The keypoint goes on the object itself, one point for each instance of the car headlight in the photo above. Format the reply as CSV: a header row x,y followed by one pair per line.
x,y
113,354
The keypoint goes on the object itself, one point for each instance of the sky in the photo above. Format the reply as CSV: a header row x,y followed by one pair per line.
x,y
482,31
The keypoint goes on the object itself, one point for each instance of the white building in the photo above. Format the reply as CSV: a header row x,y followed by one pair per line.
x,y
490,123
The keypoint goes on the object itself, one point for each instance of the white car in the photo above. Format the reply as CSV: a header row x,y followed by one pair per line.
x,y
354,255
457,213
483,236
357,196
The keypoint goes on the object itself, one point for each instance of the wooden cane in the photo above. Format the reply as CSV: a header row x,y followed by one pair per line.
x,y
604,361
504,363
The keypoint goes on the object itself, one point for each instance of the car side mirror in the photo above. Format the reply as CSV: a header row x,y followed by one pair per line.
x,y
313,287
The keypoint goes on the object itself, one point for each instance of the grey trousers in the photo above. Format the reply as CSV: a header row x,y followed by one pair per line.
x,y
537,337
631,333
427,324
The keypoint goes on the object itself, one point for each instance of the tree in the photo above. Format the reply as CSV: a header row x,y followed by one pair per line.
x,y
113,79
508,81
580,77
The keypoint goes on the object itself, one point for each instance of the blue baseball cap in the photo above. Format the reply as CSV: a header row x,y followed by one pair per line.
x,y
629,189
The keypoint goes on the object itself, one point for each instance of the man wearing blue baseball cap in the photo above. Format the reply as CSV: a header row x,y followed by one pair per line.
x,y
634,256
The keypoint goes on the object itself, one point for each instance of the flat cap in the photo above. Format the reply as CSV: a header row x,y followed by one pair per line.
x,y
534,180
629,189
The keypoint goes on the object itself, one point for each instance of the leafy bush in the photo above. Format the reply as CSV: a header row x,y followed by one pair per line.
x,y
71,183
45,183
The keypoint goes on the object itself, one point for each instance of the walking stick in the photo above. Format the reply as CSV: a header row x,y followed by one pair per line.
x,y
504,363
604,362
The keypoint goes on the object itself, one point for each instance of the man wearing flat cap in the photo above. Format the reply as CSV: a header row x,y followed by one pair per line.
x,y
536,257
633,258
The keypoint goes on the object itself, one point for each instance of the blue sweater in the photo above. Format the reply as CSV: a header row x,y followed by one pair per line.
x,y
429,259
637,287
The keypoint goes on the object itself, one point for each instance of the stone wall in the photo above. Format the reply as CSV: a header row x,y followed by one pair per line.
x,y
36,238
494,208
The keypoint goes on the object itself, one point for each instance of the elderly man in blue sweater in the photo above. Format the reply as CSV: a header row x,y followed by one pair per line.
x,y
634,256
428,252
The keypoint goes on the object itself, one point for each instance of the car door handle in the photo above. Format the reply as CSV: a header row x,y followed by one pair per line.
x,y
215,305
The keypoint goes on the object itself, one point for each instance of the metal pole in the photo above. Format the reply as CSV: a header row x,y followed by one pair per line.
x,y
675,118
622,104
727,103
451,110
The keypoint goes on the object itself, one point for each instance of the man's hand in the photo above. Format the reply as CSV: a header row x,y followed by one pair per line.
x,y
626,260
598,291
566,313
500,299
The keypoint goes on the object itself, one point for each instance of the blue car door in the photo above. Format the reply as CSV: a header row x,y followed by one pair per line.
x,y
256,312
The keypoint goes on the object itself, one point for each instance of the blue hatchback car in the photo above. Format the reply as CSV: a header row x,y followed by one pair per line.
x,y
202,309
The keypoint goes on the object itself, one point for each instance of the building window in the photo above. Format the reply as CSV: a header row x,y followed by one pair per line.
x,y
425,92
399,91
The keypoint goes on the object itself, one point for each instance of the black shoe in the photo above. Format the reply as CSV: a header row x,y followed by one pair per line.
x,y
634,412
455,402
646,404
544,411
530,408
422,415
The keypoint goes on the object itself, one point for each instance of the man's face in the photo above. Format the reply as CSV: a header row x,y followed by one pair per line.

WHAT THE TASK ASKS: Each entry above needs to be returned exactly as written.

RESPONSE FOR THIS EXERCISE:
The keypoint goes on the object itself, one point for each instance of the car headlight in the photo above. Format the reply as CSV: a header row x,y followed by one pair per line.
x,y
113,354
The keypoint goes on the object itself, one point for each instance of the sky in the photo above. Format the reply as CSV: a header row x,y followed by one pair per line.
x,y
482,31
The keypoint goes on the object itself, one point for each instance of the white building in the photo above. Format the reply as CSV: a header row x,y followed by one pair per line.
x,y
490,123
The keypoint goes on the object itself, one point for each instance of the white car in the photo above. Format the reply as CSV: a header row x,y followed by one pair per line.
x,y
354,255
457,213
483,236
357,196
The keypoint goes on the object itself, one point for each instance of the wooden cane in the photo above. Format the reply as CSV: a header row x,y followed by one pair per line.
x,y
604,361
504,363
The keypoint goes on the object itself, one point for each instance of the car side mirror in the photo above. Format the reply as CSV: a header row x,y followed by one pair per line.
x,y
313,287
The keypoint goes on the object itself, one point for each instance of the grey trousers in the photo above. Format the reply as CSV: a header row x,y followed by one pair per line.
x,y
537,337
631,333
427,324
The keypoint goes on the object itself, one point for each instance of the tree in the photo above. Format the reply as CSV: a header row x,y followed by one pair per line.
x,y
113,79
508,81
580,77
The keypoint goes on the object itself, one point for each instance of the blue baseball cap in the photo above. Format the reply as CSV: a header row x,y followed by one pair per line.
x,y
629,189
The keypoint goes on the object itself, one point for each instance of the man wearing blue baseball cap in the photo above. Format the reply as CSV: a header row x,y followed by one pair per line.
x,y
634,256
The keypoint goes on the object itself, one point for each instance of the flat cap in the photo above. Format the reply as CSV: a header row x,y followed by one pair per line.
x,y
534,180
629,189
The keypoint goes on the object itself, one point for each instance of the leafy bush in the photo above. Format the reply as CSV: a header row x,y followed by one pair per line.
x,y
71,183
45,183
The keypoint goes on the object itself, one point for each instance of the walking stick in the photo above. Format the reply as CSV: a header row x,y followed by one pair per line.
x,y
504,363
604,362
The keypoint goes on the object itself, one point for each instance of the man wearing flat cap in the photo above. Format the reply as CSV: a header row x,y followed by one pair per line.
x,y
536,257
633,258
The keypoint goes on the object itself, one point for each instance of the blue sweater in the photo above. Format the reply as CSV: a header row x,y followed by one pair per line.
x,y
429,259
637,287
The keypoint goes on the object itself, one point for each instance of the stone wall in the photo above. Format the reply as CSV: a header row x,y followed by one pair per line.
x,y
36,238
494,208
The keypoint goes on the object itself, one point for each instance of the elderly man in blue sweater in the photo above. Format the reply as CSV: a header row x,y followed by one pair per line.
x,y
634,256
428,252
The keypoint goes on the object itself, one point for each instance of the car door handle in the photo above. Format the reply as CSV: a header row x,y followed by one pair per line.
x,y
215,305
The keypoint goes on the object itself, one point for each instance of the metal pole in the photo above. Format the reply as CSV: a header row x,y followed by one pair per line.
x,y
675,118
622,104
727,103
451,110
The keypoint goes on the object itself, one point for each instance of the man's hand in the photo above. Format the reply as CSV: a header row x,y followed by one pair per line.
x,y
626,260
598,291
566,313
500,299
The keypoint goes on the object itself, one point for each instance of the blue car door in the photo above. Format the reply as CSV: a header row x,y followed by one pair per line.
x,y
256,312
The keypoint goes on the object itself, one point for each instance of the blue hatchback car in the photo above. Format the reply as CSV: a header row x,y followed by one pair per line.
x,y
202,309
The keypoint goes on the object itself, one point for each instance of the building window in the photo above. Format the reply as CSV: a header row x,y followed by one pair per line.
x,y
425,92
399,91
The keypoint goes on the object itself, one point for each instance of the black shoe in the photo above. Format the reply as CSV: a header row x,y followed by one pair per line.
x,y
634,412
455,402
646,404
544,411
530,408
422,415
The keypoint goes on the object itself, one point for each instance of the man's face in the photo above. Format the reply as CSV: a header row x,y followed by one pair per line.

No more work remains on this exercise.